- _Description of the task_: Please pull out every item below and reproduce each one word for word, keeping the same order.

- _Exercise material_:
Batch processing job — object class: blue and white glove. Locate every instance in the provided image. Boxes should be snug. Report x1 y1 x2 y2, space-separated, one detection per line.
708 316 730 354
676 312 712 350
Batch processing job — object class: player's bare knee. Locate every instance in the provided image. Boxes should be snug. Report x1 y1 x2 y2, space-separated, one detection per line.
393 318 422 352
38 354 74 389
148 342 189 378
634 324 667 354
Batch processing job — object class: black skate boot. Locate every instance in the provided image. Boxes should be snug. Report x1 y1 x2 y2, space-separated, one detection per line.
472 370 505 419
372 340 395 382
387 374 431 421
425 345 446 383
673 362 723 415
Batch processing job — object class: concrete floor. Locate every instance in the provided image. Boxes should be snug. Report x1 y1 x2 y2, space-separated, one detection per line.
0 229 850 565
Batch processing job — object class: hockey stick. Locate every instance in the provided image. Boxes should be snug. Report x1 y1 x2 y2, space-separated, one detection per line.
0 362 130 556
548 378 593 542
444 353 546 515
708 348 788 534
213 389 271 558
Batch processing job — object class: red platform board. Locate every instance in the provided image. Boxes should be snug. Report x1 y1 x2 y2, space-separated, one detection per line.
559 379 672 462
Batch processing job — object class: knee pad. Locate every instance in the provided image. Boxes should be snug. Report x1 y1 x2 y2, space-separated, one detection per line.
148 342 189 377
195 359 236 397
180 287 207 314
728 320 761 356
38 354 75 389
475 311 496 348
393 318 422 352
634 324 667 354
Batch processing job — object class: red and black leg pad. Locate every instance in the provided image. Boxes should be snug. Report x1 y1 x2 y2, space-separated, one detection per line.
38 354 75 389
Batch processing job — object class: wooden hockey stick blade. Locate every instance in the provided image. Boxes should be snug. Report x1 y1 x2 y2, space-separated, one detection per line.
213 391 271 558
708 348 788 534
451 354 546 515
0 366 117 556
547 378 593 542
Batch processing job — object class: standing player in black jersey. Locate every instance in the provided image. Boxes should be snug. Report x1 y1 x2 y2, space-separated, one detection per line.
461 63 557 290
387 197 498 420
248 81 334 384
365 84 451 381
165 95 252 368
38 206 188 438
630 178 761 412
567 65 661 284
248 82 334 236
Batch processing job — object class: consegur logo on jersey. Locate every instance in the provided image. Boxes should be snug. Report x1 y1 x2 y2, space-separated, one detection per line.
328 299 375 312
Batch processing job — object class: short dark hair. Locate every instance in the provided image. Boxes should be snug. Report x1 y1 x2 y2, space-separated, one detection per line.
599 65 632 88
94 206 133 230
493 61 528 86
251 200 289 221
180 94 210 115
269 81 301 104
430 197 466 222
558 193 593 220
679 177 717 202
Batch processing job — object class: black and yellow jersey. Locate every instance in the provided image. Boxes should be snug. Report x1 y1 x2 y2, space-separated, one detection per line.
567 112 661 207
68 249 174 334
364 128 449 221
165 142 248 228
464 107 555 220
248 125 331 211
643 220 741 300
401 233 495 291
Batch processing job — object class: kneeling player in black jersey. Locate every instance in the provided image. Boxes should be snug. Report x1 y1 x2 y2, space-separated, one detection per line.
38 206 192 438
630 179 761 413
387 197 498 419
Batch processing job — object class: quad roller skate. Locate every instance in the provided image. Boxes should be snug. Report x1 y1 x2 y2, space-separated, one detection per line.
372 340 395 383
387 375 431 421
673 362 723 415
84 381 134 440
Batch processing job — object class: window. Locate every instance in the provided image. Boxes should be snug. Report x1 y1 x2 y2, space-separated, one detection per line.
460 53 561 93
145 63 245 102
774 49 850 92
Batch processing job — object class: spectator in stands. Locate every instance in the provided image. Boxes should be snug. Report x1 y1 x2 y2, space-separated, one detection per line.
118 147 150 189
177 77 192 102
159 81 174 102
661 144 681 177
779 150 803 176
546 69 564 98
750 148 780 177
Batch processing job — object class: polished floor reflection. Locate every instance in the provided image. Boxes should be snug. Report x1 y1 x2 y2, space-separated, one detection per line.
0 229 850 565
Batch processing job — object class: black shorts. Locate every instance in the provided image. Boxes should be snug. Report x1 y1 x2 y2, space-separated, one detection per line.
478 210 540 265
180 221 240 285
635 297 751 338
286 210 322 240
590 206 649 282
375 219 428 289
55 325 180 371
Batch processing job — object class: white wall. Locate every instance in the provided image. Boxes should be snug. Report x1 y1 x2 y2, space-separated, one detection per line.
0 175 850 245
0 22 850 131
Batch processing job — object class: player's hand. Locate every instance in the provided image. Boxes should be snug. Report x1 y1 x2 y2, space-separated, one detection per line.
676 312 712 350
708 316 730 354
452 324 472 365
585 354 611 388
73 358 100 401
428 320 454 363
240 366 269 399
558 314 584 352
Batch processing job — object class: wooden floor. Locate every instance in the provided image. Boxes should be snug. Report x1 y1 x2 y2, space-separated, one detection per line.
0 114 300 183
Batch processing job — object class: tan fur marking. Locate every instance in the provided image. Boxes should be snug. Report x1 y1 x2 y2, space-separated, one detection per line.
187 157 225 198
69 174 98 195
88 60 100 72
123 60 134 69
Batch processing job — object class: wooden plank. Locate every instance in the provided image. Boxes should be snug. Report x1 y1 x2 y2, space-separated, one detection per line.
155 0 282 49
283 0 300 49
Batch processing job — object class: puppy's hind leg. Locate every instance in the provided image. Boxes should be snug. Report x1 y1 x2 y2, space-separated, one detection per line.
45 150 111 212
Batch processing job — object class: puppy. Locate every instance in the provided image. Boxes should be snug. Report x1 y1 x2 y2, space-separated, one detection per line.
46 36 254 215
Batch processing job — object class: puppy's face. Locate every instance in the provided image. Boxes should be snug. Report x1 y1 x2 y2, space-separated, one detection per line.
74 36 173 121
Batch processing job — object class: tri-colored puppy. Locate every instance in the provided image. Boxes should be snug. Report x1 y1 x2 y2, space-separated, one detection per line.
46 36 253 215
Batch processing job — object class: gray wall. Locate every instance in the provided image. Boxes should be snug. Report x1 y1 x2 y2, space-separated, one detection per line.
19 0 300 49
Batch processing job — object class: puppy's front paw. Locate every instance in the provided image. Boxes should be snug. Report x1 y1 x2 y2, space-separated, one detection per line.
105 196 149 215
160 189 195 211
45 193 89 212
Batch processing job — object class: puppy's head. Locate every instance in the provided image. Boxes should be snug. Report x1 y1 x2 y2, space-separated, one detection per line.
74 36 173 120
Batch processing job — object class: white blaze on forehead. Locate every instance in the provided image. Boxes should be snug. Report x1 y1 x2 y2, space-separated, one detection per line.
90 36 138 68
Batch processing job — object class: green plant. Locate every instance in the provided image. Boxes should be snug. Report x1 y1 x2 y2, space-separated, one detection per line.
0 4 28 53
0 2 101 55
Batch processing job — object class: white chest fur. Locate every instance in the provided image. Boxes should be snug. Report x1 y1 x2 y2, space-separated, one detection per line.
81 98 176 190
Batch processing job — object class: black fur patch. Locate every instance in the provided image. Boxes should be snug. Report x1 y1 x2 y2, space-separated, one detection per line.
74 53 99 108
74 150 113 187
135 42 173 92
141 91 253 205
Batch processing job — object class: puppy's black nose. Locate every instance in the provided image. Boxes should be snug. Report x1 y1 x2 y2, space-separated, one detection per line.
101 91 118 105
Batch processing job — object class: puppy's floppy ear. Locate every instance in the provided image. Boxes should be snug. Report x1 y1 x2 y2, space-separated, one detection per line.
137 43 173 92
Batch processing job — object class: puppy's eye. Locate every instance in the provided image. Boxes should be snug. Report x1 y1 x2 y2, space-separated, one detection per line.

- _Task solution_:
Batch processing job — object class: blue and white glove. Locate every instance in the provided image. Boxes should be snug. Report x1 y1 x2 y2, space-separated, one detection per line.
708 316 730 354
676 312 712 350
Batch processing job — object class: player's bare knee. Locate every instance in the provided image. Boxes should be snug. Report x1 y1 x2 y2, space-separated, one detection per line.
393 318 422 352
38 354 74 389
148 342 189 378
634 324 667 354
Batch processing job — object class: black skate boot. Locate every instance in the provided image. Boxes should be snug. Report x1 y1 x2 y2, space-separated, one detection per line.
472 370 505 419
372 340 395 382
387 374 431 421
425 345 446 383
673 362 723 415
Batch processing job — object class: concrete floor. Locate every instance in the provided image. Boxes should be snug. Report x1 y1 x2 y2, space-separated, one detection per line.
0 229 850 565
Batch processing job — object class: hockey stick. Locate every instance in the provided image. Boxes should be snug. Report x1 y1 x2 y2, space-separated, one detection per line.
0 362 130 556
548 378 593 542
444 353 546 515
708 348 788 534
213 389 271 558
Batch processing job — object class: red platform board. Locate every instance in the provided image. Boxes should be snug. Report x1 y1 x2 y2, space-separated, one detection per line.
559 379 672 462
Batch processing job — object class: knee pad. Locate every instance in the provided image. Boxes should be snug. Report x1 y1 x2 y2, space-separated, one detection per line.
148 342 189 377
195 359 236 397
180 287 207 314
728 320 761 356
38 354 75 389
475 311 496 348
393 318 422 352
634 324 667 354
Batch processing job — object class: red and black leg pad. Locate every instance in the provided image. Boxes should be snug. Report x1 y1 x2 y2, space-separated, one detection per line.
38 354 75 389
Batch processing job — object class: wooden hockey stick blade. Locate every instance in the provided image. Boxes should be snug. Report x1 y1 x2 y2, space-separated, one detection per line.
213 391 271 558
708 348 788 534
451 354 546 515
0 366 117 556
547 378 593 542
Batch processing job — object class: standing player in black jersey. Locate every instance in the provided image. Boxes should be snug. Report x1 y1 x2 y2, space-separated, one detection per line.
461 63 557 290
387 197 498 420
248 81 334 384
365 84 451 381
165 95 252 368
38 206 188 438
630 178 761 412
567 65 661 284
248 82 334 236
Batch processing job — object class: consegur logo on jersey. Locate every instance in the provided image. Boxes should be snug. Report x1 y1 x2 y2, space-separated, one detection per line.
328 299 375 312
Batch processing job — object class: short dark hair. Locate every instance in the provided image. Boxes should be snug. Report x1 y1 x2 y2, space-separated, one detection per line.
599 65 632 88
94 206 133 230
493 61 528 86
251 200 289 221
180 94 210 115
269 81 301 104
430 197 466 222
558 193 593 220
679 177 717 202
Batch processing job — object class: black and yellow jersey. Locate every instance in the provided image. Boxes should be snug. Report x1 y1 x2 y2, space-separated, one detection per line.
567 112 661 207
68 249 174 334
364 128 449 221
165 142 248 228
464 107 555 220
248 125 331 211
643 220 741 300
401 233 495 291
Batch processing job — object class: kneeling player in black jersey. Locate every instance in the provided image. Boxes should be snug. Report x1 y1 x2 y2, space-separated, one detection per line.
38 206 192 438
630 179 761 413
387 197 498 419
Batch processing job — object class: quad roller skate. Locate every instance in the provided image. Boxes should be snug. Report x1 y1 x2 y2, space-separated, one detection per line.
372 340 395 383
387 375 431 421
673 362 723 415
84 381 134 440
Batch processing job — object class: window. Locate every instance in the provided image. Boxes should be snug. Report x1 y1 x2 y2, space-separated, one detection per line.
460 53 561 93
145 63 245 102
774 49 850 92
Batch processing job — object class: spectator in stands. Locate every instance in the provided image. Boxes should be snug. Report x1 y1 x2 y2, space-separated, one detection per line.
118 147 150 189
177 77 192 102
159 81 174 102
661 144 681 177
779 150 803 176
546 69 564 98
750 148 780 177
Batch processing job — object class: polished floor reflection. Locate every instance in the provided image. Boxes should be snug. Report x1 y1 x2 y2, space-separated, one detection per line.
0 229 850 565
Batch processing job — object class: black shorts. Locate every instance in the provided image. Boxes should be snug. Report x1 y1 x2 y2, space-separated, one detection per line.
478 210 540 265
180 221 240 285
635 297 751 338
286 210 322 240
590 206 649 282
375 219 428 289
55 325 180 371
Batch processing job — object class: white wall. Locate every instance in the provided image. Boxes should be snug. Report x1 y1 x2 y2, space-separated, one detection per line.
0 175 850 245
0 22 850 131
Batch processing job — object class: player's hand. Locate every instance in the provided image. Boxes should be snug. Report x1 y1 x2 y2, space-separated, one detection per line.
676 312 712 350
708 316 730 354
452 324 472 365
585 354 611 388
73 358 100 401
428 320 454 363
240 366 269 399
558 314 584 352
Batch processing job — object class: wooden floor. Locate every instance in the provided image. Boxes should be snug. Report x1 y1 x2 y2, space-separated, one detection per line.
0 114 300 183
Batch processing job — object class: tan fur marking. Locate every instance in the provided image. Boxes should be snug. Report x1 y1 x2 y2, space-separated, one detection per line.
187 157 225 198
69 174 98 195
88 60 100 72
123 60 134 69
Batch processing job — object class: wooden plank. Locate every instance in the provided image. Boxes should be snug. Report x1 y1 x2 y2, space-separated, one detection per line.
155 0 282 49
283 0 300 49
Batch processing job — object class: puppy's hind leg. Locate every instance in the provided image. Boxes should be snug. Report x1 y1 x2 y2, space-separated, one detection per line.
45 150 111 212
Batch processing job — object class: puppy. Locate every instance in the provided image. Boxes should be snug. Report x1 y1 x2 y2, space-separated, one detection per line.
46 36 254 215
Batch processing job — object class: puppy's face. Locate every instance in the provided image. Boxes should be snug. Report x1 y1 x2 y2, space-separated, one detection per line.
74 36 173 121
Batch processing job — object class: tri-colored puppy. Locate every instance in the provided image. Boxes should be snug. Report x1 y1 x2 y2, space-separated, one detection per line.
46 36 253 215
Batch processing job — object class: gray wall. Locate every instance in the provided image. Boxes should be snug. Report x1 y1 x2 y2, space-separated, one detection per line.
19 0 300 49
Batch processing job — object class: puppy's front paw. Locate every instance in the provided image. Boxes should be snug. Report x1 y1 x2 y2, space-separated, one detection per line.
105 196 149 215
160 189 195 211
45 193 89 212
Batch processing job — object class: puppy's head. Locate every instance in the provided image. Boxes should be snug. Report x1 y1 x2 y2, space-separated, one detection per line.
74 36 173 120
Batch processing job — object class: white blaze on forehead. Locate every instance in the provided image. Boxes should be snug. Report x1 y1 x2 y2, space-separated, one detection per line.
90 36 138 68
Batch processing job — object class: green plant. Locate every instance in the provided image. Boxes should be snug. Report x1 y1 x2 y2, space-separated, one detection per line.
0 4 28 53
0 2 101 55
Batch processing job — object class: white chest fur. Locate every instance in the provided image. Boxes should be snug. Report x1 y1 x2 y2, space-separated, one detection per line.
81 98 176 190
Batch processing job — object class: black fur patch. Locate every instance in the provided image. Boxes should be snug. Report x1 y1 x2 y2, space-separated, one detection per line.
74 53 99 108
74 150 113 187
135 42 173 92
141 91 253 205
Batch processing job — object class: puppy's black nose. Locate every instance in the provided image. Boxes should be snug. Report x1 y1 x2 y2, space-separated, one detection per line.
101 91 118 105
Batch processing job — object class: puppy's floppy ear. Locate every instance in the provided image. Boxes should be snug. Report x1 y1 x2 y2, space-separated, one detection per line.
137 43 173 92
Batch processing job — object class: puppy's eye. Locate every instance in the provided image. Boxes should be snug. Report x1 y1 x2 y2, space-separated, one detection per line.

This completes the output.